## Aim of the exercise
Give the entries back exactly, dropping each image.

## Material shown
▼

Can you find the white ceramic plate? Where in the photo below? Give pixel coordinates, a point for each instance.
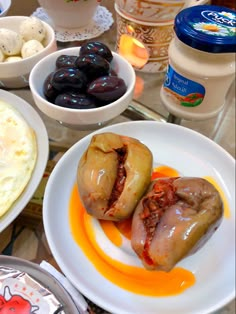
(34, 120)
(192, 154)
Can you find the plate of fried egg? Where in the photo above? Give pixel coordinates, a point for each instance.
(24, 152)
(140, 217)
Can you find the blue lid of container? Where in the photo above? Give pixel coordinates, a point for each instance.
(208, 28)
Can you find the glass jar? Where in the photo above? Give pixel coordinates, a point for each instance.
(201, 62)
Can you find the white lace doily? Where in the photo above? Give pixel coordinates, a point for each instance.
(101, 22)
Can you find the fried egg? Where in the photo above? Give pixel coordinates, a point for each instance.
(18, 155)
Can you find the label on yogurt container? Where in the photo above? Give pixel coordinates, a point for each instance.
(182, 90)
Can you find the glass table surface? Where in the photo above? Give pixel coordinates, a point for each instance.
(25, 237)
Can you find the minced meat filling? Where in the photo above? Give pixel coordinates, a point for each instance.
(155, 204)
(121, 176)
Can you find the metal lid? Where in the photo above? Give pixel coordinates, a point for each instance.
(208, 28)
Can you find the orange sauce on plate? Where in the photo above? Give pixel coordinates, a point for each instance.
(132, 278)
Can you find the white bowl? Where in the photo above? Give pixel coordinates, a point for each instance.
(4, 7)
(16, 74)
(80, 118)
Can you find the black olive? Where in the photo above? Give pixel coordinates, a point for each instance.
(93, 65)
(69, 78)
(107, 88)
(48, 90)
(65, 61)
(75, 101)
(97, 48)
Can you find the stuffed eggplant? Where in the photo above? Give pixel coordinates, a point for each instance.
(173, 220)
(113, 174)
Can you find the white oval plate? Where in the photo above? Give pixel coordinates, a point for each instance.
(192, 154)
(35, 121)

▲

## Worked solution
Can you find the white ceramic plate? Where in the photo below? Give pixel coordinates, a point for each instance.
(34, 120)
(192, 154)
Can you find the plate of fried egg? Where in the photo above? Give pixel coordinates, a point for each instance.
(24, 152)
(140, 217)
Can you find the blue lid of container? Where in the photo above? Give pixel coordinates, a point for each instance.
(208, 28)
Can you find the glass jar? Where in the photo above? Give pixel coordinates, a point for each instance.
(201, 62)
Can you find the white lace doily? Where in the photo above? Give pixel coordinates, a point for each instance.
(101, 22)
Can you find the fried egg? Where in the photo above? Give pixel coordinates, a point for each instance.
(18, 155)
Can you find the label on yogurt container? Where in the photo above? Give pixel coordinates, a point for each instance.
(182, 90)
Can you find the glass table surface? Where in the photo above? Give pixel coordinates, a point for each instance.
(25, 237)
Can you find the minced meat filling? Where in the photo above? Give pixel coordinates, a point for each instance.
(155, 204)
(121, 176)
Can you find the metal lid? Where in the photo above? Give pixel coordinates, a point for each instance.
(208, 28)
Can you find the orange sauce on plate? Where in the photo above? Give pixel coordinates, a point for each instance.
(132, 278)
Can you find the white bowl? Where in the photo above? Give pixel coordinates, a point for each instance.
(4, 7)
(16, 74)
(80, 118)
Can you find the black olive? Where in the photo above? Give pixel coordinates, a point for each instance.
(93, 65)
(69, 78)
(107, 88)
(48, 90)
(65, 61)
(75, 101)
(97, 48)
Can you find the stuffed eggplant? Where in the photo above? Give pixel coordinates, a point for each instance.
(173, 220)
(113, 174)
Can you find the white oval plate? Where in the photo above? Give pixel coordinates, a point for each instance.
(192, 154)
(35, 121)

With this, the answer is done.